◆ **READING PASSAGE**
::::

By ANDREW FEEBACK

When a team holds its opponent to 31 points on 33 percent shooting, keeps it from scoring for an entire quarter, and only sends it to the free throw line twice, the end result is probably favorable much more often than not. 

But that was far from the case for the Bluffton boys’ basketball team Friday night as a brutally ineffective offense resulted in a 31-14 loss to the visiting Jay County Patriots. 

“Our execution was awful,” coach Craig Teagle said. “We spent four days working on how we were going to attack (the zone). We didn’t put it in those spots very often, we didn’t cut hard enough, didn’t screen well enough, didn’t coach well enough. It’s my job to have us ready to execute against something like that, and we weren’t ready, obviously. That’s on me.” 

Axton Beste made a three-pointer for the game’s only points of the first quarter, and his jumper early in the second put the Tigers up 5-0. 

Bluffton (6-8) went nearly six minutes until its next points came on a Tucker Jenkins layup. That came after 13 straight from the Patriots (5-9), but the Tigers were still very much in the game, down just six at the break. 

The Patriots opened with a triple from Liam Garringer before Jenkins got back to back buckets to bring the Tigers within 16-11. 

They entered the fourth quarter down 20-12, but managed only two points the rest of the way, courtesy of a fast-break lay-in from Jenkins following a Patriot turnover near mid-court. 

But with only 2:14 to play and the score 27-14, the Patriots were long gone by then. 

Jenkins led the Tigers with eight points while Beste had five. 

For the Patriots, Gradin Swoveland had 12 while Garringer added seven. 

Bluffton finished just 6 of 25 from the field and one of 14 beyond the arc. 

Jay County was 13 of 38, but knocked down four more from long range. 

As Teagle mentioned, his team’s execution was poor, and the dearth of fast-break opportunities in this game didn’t help. 

“We couldn’t find shots against their 1-2-2 zone,” Teagle said. “They struggled to find shots against us for awhile, then (Swoveland) got hot, and that hurt us. We just weren’t very good offensively. We knew going into this game it would be low-scoring; it was going to be which team wins the most possessions. They won more possessions, and we didn’t.”

::::

◆ **RECORDS**

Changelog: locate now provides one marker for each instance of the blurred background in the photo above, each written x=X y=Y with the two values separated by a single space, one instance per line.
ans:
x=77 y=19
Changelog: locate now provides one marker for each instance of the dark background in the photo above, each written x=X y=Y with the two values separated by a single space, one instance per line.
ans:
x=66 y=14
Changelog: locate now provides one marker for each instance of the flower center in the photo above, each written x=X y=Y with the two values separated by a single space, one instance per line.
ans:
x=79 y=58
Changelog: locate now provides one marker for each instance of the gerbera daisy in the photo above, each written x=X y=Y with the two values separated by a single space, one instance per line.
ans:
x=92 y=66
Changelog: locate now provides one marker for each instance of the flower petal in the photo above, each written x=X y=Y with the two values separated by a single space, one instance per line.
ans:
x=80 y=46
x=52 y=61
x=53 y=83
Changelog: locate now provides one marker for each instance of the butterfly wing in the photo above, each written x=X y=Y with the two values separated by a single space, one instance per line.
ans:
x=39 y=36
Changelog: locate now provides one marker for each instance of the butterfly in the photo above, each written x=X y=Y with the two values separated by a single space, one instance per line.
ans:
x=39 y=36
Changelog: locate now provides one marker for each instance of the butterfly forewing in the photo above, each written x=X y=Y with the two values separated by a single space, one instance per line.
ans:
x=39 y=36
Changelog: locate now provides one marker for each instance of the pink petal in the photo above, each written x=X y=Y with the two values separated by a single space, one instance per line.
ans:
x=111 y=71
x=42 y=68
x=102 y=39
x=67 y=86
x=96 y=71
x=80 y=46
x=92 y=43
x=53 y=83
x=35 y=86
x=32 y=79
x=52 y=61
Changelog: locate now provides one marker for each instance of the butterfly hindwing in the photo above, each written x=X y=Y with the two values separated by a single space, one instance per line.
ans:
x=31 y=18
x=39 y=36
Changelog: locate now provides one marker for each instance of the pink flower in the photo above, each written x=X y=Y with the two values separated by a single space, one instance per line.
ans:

::::

◆ **YOUR TASKS**
• A. Transcribe the rows word for word, starting at the line that contains "the pink flower" and continuing through the last of the rows.
• B. Write the next part of the basketball game report, picking up after its final sentence.
The basketball game report and the rows are unrelated to each other.

◆ **EXPECTED ANSWERS**
• A.
Changelog: locate now provides one marker for each instance of the pink flower in the photo above, each written x=X y=Y with the two values separated by a single space, one instance per line.
ans:

• B.
Bluffton will travel to Madison-Grant tonight. 

In the junior varsity game, Nolan Lambert hit a three-pointer at the buzzer to give the Tigers a 38-37 win. He finished with 19 points, while Eli Bertsch had eight and Marshall Gerber had four. 

Bluffton also took the freshman game 38-35, with Max White scoring 16 points and Abram Gehrett adding 11.

sports@news-banner.com

JAY COUNTY 31,

BLUFFTON 14

At Bluffton

JAY COUNTY (5-9): Parker Nichols 0-1 0-0 0, Levi Muhlenkamp 2-3 0-0 5, Jackson Edwards 0-0 0-0 0, Carter Fugiett 0-0 0-0 0, Liam Garringer 2-7 2-2 7, Trevin Dunnington 1-8 0-0 3, Ben Crouch 1-2 0-0 2, Eli Dirksen 0-1 0-0 0, Cole Forthofer 0-0 0-0 0, Aiden Phillips 0-0 0-0 0, Wesley Bihn 1-3 0-0 2, Gradin Swoveland 5-12- 0-0 12. TOTALS: 13-38 2-2 31.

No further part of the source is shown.